Segmentation mask data

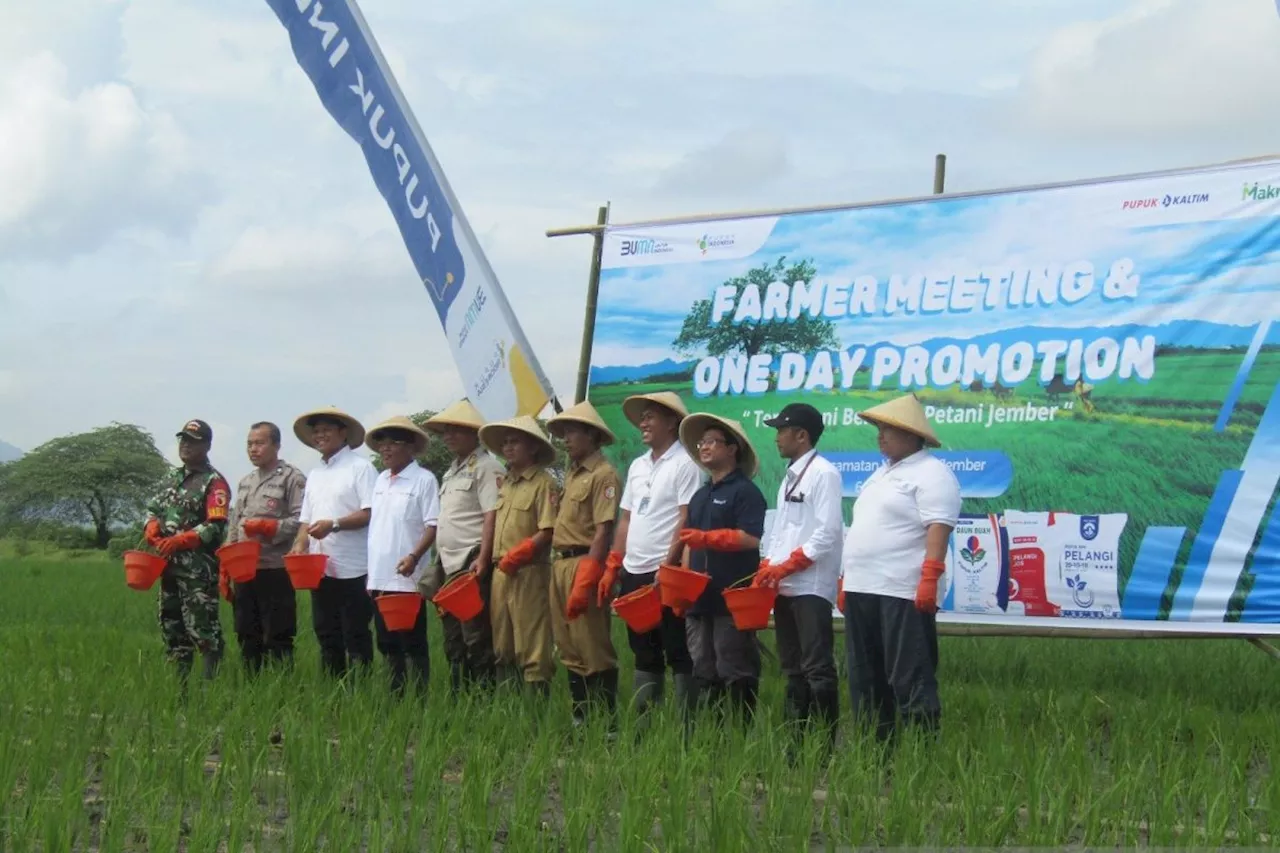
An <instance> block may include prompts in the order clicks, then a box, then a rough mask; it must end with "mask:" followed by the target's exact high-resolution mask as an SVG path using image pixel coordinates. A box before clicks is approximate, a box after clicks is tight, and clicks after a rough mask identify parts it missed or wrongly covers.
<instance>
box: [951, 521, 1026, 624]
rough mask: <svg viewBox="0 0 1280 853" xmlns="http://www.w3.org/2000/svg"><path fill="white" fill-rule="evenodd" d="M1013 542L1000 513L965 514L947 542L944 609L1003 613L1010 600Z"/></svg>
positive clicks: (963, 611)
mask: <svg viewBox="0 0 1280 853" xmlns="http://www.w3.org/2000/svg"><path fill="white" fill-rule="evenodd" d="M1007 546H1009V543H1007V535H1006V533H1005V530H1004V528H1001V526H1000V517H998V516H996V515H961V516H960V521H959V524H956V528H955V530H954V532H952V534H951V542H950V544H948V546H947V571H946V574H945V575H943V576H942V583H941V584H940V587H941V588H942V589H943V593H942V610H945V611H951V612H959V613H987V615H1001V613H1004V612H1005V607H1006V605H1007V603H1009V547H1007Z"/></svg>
--
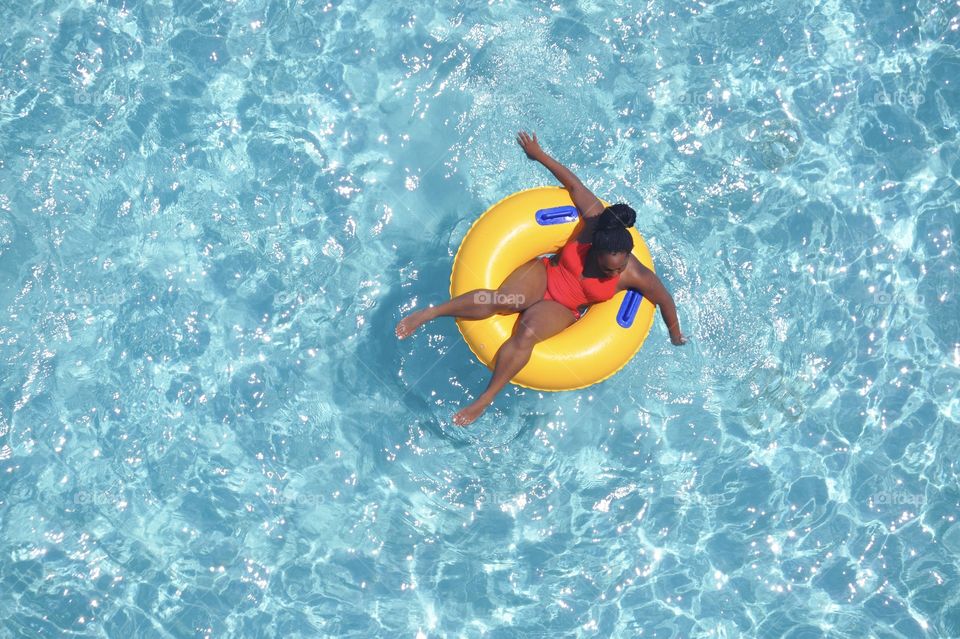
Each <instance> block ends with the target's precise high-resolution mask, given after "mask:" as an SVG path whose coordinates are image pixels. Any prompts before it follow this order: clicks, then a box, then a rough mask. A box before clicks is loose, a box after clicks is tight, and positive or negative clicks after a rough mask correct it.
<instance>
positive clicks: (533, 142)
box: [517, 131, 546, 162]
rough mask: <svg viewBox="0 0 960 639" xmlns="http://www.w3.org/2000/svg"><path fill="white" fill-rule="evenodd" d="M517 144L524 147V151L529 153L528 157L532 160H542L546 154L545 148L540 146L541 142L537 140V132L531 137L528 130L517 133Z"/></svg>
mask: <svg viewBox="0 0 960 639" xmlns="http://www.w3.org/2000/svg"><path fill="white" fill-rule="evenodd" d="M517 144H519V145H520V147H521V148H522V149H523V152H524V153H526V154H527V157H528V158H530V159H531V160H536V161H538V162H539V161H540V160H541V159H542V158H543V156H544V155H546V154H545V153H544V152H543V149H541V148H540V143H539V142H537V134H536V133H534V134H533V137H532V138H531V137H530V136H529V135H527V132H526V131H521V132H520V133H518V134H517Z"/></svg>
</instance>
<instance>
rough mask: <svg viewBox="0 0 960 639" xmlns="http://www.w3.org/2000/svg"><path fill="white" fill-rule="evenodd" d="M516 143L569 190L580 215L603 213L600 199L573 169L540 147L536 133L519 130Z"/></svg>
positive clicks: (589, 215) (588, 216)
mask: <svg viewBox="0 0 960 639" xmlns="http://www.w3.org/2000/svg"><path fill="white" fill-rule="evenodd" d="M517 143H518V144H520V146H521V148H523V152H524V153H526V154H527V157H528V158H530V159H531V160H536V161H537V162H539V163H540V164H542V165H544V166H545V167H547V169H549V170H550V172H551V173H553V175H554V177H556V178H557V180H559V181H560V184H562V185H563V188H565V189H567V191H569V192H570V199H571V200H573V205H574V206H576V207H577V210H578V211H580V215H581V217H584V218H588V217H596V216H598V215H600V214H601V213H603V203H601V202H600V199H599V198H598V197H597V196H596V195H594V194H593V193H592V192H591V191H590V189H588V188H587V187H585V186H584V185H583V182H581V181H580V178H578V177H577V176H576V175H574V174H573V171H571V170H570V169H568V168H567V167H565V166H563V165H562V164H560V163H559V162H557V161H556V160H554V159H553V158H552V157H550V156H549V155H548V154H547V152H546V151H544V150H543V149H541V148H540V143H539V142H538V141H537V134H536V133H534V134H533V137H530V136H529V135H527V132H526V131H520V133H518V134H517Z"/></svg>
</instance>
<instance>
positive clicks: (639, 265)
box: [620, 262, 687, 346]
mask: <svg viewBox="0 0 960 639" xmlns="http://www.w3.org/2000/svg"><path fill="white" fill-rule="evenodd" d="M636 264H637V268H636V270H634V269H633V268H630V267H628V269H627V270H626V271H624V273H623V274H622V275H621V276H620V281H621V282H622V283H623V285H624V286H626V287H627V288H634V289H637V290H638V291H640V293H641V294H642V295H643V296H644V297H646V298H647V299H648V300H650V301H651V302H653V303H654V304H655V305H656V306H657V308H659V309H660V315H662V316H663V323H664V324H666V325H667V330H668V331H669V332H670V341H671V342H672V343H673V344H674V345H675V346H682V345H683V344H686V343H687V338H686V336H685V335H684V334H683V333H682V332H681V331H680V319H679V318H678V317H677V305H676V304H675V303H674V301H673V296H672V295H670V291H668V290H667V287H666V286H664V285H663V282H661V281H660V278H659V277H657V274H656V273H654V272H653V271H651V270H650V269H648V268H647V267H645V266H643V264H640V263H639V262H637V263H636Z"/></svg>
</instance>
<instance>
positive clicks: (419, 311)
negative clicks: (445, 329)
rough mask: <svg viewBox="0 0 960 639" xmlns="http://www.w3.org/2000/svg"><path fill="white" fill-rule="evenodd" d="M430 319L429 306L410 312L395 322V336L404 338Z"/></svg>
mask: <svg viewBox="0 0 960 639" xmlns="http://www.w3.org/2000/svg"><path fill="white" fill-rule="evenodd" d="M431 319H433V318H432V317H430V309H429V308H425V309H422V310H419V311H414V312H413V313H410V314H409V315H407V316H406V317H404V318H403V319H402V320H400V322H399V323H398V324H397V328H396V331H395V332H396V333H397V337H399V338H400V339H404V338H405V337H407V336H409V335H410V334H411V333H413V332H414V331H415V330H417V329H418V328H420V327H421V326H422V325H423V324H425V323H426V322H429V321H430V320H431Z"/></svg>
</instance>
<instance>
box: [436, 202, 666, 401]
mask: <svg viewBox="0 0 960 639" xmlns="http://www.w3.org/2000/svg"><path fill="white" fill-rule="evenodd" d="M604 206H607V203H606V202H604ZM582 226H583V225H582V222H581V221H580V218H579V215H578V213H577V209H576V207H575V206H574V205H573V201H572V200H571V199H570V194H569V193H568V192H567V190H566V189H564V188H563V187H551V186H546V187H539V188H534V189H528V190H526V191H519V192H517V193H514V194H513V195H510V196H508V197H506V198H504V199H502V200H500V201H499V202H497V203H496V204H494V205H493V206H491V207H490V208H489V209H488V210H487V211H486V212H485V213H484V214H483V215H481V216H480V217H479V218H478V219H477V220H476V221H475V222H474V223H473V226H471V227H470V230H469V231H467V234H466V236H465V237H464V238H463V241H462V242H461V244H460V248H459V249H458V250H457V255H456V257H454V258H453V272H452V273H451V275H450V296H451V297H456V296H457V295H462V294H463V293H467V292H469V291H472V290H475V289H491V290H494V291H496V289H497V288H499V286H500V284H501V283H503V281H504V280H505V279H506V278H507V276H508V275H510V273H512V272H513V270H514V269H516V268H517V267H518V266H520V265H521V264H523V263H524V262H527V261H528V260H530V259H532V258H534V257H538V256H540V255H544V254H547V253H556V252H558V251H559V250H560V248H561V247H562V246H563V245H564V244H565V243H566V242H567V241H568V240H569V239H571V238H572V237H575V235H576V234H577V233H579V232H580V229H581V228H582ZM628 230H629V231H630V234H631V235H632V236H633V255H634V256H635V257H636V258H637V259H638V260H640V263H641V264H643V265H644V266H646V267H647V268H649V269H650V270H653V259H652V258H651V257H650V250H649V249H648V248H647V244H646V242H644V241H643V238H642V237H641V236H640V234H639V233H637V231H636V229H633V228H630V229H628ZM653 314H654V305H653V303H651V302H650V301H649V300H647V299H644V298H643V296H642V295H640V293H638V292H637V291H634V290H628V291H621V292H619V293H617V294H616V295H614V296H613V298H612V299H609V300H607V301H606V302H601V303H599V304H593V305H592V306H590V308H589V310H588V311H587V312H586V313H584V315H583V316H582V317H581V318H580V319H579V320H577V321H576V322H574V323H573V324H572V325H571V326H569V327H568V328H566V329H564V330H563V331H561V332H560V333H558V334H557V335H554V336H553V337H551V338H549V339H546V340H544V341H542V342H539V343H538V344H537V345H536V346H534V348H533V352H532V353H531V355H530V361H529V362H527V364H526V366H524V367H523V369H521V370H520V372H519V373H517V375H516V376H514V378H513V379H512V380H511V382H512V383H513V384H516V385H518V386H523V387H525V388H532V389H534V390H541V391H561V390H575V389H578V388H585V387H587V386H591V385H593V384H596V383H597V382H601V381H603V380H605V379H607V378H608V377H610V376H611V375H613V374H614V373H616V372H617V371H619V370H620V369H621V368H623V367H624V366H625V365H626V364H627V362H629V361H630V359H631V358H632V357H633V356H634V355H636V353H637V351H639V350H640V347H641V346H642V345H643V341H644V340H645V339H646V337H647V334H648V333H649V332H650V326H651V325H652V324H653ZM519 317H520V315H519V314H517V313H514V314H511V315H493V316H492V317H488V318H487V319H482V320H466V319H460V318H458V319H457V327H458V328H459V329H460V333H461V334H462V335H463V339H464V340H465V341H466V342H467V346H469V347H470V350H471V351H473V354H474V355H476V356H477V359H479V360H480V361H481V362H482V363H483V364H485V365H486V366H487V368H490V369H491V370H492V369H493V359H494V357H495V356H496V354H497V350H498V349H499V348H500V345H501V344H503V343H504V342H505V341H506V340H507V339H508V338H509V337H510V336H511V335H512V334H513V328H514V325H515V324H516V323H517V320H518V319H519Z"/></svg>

■ The task ■
Could you find every line in the records above that contains the word "high" and copy it?

■ Task solution ■
An <instance> block may include prompts in the order clicks, then a box, then a rough mask; it must end with "mask:" followed by the target's exact high-resolution mask as an SVG path using image pixel coordinates. A box before clicks is approximate, a box after clicks is tight, and clicks after a rough mask identify parts it missed or wrongly covers.
Each <instance> block ends with the target's precise high-resolution mask, given after "mask:" as an SVG path whose coordinates are image pixels. Any prompts before it follow this order: clicks, then a box, then a rough mask. A box before clicks is loose, a box after clicks is tight, and positive or negative clicks after a rough mask correct it.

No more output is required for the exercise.